#### WHAT IS BEING ASKED:
The response should contain every entry, reproduced exactly.

#### Free-text object descriptions:
%%
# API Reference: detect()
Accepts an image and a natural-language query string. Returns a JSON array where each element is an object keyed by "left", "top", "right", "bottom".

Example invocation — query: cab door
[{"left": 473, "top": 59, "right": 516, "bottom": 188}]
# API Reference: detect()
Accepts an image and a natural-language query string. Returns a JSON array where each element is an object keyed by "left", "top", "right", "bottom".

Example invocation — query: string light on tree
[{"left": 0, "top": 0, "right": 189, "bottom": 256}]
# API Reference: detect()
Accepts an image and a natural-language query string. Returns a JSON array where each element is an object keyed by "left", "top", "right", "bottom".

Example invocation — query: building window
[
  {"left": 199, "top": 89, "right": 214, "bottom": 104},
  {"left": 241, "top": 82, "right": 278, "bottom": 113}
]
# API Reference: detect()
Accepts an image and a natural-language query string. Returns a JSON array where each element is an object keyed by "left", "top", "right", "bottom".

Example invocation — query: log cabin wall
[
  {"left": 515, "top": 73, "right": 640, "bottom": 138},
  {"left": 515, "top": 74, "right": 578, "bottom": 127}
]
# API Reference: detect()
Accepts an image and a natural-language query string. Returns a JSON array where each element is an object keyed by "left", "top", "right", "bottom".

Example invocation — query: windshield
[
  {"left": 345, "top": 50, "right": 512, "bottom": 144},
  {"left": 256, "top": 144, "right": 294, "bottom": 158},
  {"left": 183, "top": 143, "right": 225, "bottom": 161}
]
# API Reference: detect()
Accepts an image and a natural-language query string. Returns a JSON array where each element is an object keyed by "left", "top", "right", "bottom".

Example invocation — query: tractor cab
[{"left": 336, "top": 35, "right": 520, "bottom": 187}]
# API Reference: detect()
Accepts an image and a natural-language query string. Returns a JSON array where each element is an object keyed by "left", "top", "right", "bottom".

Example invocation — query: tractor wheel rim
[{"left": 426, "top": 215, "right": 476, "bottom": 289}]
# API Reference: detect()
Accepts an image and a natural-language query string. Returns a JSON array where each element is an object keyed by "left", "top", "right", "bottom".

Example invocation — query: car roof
%%
#### RESPONSE BELOW:
# API Reference: detect()
Accepts an image and a natural-language query string. Returns a JSON array where each element is an object keyed by "left", "top", "right", "bottom".

Example invocation — query: cab door
[{"left": 473, "top": 59, "right": 516, "bottom": 188}]
# API Reference: detect()
Accepts an image and a natural-language query string. Returns a JSON array where each element is an object keyed by "left", "top", "right", "bottom".

Example invocation — query: string light on tree
[{"left": 0, "top": 0, "right": 189, "bottom": 256}]
# API Reference: detect()
Accepts an image and a natural-language query string. Returns a JSON array where each element is an object keyed by "left", "top", "right", "bottom".

Example invocation — query: building window
[
  {"left": 199, "top": 89, "right": 214, "bottom": 104},
  {"left": 241, "top": 82, "right": 278, "bottom": 113}
]
# API Reference: detect()
Accepts an image and a natural-language query string. Returns a JSON array where each element is an object keyed by "left", "top", "right", "bottom".

Example invocation — query: log cabin wall
[
  {"left": 515, "top": 73, "right": 640, "bottom": 138},
  {"left": 515, "top": 74, "right": 578, "bottom": 127}
]
# API Reference: detect()
Accepts an image and a natural-language query string. Returns a JSON array where each element is an object keyed by "left", "top", "right", "bottom".

Example invocation — query: windshield
[
  {"left": 345, "top": 50, "right": 512, "bottom": 144},
  {"left": 256, "top": 144, "right": 294, "bottom": 158},
  {"left": 183, "top": 143, "right": 225, "bottom": 161}
]
# API Reference: detect()
Accepts an image and a natural-language query string. Returns a JSON array where each element is an object keyed by "left", "top", "right", "bottom".

Example invocation — query: tractor cab
[{"left": 336, "top": 35, "right": 520, "bottom": 187}]
# API Reference: detect()
Accepts an image and a natural-language query string. Returns a JSON array where each element is an object keyed by "left", "top", "right", "bottom".

Example invocation — query: tractor wheel rim
[{"left": 426, "top": 215, "right": 476, "bottom": 289}]
# API Reference: detect()
Accepts an image and a natural-language query string. Returns a JSON array where each element is an object keyed by "left", "top", "right", "bottom".

Example invocation — query: car roof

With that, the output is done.